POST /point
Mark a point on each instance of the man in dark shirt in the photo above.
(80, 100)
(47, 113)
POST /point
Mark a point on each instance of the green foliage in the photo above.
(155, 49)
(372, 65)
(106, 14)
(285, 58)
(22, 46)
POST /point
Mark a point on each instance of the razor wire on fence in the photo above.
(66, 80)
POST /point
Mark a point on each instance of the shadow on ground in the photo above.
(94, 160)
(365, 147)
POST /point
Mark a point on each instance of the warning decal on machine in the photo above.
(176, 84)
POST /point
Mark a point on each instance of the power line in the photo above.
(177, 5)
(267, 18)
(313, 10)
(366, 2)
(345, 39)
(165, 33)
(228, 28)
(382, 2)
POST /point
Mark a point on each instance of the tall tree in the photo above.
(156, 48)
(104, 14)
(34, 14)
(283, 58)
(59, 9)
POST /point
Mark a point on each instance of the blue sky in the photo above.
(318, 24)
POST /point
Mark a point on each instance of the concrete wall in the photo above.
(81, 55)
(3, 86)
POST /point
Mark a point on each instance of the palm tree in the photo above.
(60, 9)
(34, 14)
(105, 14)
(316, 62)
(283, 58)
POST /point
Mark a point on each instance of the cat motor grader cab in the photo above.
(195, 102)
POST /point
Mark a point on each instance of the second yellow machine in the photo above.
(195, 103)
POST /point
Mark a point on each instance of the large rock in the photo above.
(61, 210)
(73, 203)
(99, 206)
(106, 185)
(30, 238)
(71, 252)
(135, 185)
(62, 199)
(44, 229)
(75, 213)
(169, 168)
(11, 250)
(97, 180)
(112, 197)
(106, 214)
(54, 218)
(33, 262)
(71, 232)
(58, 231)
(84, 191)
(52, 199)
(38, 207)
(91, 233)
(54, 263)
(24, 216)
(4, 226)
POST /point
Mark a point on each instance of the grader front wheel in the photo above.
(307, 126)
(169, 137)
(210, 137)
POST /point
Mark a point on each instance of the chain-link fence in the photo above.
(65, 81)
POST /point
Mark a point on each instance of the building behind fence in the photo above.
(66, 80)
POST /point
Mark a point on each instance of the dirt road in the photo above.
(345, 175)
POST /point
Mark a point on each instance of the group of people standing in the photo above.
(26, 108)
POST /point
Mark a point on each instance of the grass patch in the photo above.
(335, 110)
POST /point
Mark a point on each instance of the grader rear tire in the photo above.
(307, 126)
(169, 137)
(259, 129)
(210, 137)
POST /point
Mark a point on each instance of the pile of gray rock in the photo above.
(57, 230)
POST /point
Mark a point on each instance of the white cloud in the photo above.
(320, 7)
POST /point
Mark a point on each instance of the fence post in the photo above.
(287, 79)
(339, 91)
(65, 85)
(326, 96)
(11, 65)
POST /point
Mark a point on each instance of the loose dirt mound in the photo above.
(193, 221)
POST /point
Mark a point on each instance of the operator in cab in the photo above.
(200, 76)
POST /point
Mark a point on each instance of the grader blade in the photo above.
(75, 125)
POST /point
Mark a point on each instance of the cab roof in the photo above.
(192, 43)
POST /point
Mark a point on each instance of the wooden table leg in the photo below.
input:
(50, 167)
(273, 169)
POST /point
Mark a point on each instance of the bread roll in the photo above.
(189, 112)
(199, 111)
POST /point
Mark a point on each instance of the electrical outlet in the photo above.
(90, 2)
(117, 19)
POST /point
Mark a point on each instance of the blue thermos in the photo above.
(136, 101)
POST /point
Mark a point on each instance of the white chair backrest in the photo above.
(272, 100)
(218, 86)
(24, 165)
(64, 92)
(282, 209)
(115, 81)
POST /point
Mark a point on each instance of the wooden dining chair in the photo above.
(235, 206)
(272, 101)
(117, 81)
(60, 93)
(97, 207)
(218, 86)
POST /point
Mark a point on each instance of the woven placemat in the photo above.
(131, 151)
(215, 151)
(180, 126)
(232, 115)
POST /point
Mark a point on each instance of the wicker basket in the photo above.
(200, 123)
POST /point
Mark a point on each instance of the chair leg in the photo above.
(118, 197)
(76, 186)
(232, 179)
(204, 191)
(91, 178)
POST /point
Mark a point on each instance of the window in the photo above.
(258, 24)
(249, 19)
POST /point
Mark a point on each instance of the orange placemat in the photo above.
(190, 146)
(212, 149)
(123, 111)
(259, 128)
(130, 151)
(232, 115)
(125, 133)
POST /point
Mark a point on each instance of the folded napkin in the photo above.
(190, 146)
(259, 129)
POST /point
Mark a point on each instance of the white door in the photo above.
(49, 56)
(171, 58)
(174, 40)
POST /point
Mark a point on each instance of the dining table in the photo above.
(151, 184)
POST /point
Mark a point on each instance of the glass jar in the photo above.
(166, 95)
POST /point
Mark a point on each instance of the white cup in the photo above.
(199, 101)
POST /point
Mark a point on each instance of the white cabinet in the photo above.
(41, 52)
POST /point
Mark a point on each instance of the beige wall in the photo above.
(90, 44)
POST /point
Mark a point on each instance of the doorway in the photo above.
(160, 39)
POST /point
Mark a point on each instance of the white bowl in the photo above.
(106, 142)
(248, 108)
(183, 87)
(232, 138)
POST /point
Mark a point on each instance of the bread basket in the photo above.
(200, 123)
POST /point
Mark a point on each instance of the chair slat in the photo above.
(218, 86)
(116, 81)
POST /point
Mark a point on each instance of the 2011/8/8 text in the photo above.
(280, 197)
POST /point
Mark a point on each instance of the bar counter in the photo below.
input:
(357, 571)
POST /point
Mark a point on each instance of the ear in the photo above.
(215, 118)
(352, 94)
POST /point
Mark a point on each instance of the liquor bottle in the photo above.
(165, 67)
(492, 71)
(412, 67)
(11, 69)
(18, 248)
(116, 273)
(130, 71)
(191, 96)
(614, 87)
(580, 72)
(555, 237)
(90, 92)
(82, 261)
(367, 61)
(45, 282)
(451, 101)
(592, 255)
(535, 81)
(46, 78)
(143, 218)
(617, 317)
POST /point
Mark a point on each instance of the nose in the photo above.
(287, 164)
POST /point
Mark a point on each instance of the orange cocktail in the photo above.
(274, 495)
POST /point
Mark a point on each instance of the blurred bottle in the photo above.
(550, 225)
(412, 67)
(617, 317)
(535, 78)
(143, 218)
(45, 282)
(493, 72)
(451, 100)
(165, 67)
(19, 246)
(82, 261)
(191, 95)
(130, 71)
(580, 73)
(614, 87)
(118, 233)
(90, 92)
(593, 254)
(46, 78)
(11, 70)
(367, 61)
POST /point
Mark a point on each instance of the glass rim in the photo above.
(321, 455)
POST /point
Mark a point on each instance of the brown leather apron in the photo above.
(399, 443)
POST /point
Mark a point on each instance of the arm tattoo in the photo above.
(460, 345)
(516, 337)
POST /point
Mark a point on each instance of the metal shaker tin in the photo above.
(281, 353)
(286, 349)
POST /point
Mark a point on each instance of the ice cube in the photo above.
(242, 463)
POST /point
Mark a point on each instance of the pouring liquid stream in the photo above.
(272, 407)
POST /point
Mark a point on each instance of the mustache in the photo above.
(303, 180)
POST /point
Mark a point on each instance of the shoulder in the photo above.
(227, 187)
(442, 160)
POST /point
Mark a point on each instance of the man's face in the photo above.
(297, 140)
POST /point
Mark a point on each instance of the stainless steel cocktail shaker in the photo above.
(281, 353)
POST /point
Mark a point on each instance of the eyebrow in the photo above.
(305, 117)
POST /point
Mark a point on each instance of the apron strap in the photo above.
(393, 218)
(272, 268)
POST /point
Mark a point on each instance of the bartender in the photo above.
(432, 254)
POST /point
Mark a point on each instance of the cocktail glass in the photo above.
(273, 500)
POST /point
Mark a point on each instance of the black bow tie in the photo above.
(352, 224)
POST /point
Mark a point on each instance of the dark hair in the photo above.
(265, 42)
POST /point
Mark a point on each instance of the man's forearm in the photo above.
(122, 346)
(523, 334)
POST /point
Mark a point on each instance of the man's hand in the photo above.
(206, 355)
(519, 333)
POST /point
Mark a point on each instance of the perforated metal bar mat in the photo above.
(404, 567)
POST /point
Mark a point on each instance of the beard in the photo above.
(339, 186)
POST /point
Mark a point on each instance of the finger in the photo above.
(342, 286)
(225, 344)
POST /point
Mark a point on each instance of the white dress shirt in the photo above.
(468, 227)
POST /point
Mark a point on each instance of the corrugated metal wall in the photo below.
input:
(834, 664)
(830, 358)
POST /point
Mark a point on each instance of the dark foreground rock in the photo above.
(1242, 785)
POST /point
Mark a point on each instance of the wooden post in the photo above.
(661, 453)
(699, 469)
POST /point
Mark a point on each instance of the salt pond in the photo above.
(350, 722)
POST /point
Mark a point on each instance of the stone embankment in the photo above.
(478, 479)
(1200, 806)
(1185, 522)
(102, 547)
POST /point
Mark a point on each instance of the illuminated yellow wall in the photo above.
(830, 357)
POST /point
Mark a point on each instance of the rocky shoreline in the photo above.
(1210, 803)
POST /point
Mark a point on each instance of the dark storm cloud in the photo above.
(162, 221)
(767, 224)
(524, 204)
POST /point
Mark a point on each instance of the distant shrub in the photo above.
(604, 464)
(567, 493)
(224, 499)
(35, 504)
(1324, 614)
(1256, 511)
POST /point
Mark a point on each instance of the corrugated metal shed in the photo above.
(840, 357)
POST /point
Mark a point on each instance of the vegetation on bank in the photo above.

* * *

■ TASK TO COMPLETE:
How many lines in the listing above contain the string "chair"? Give only the number.

■ SOLUTION:
4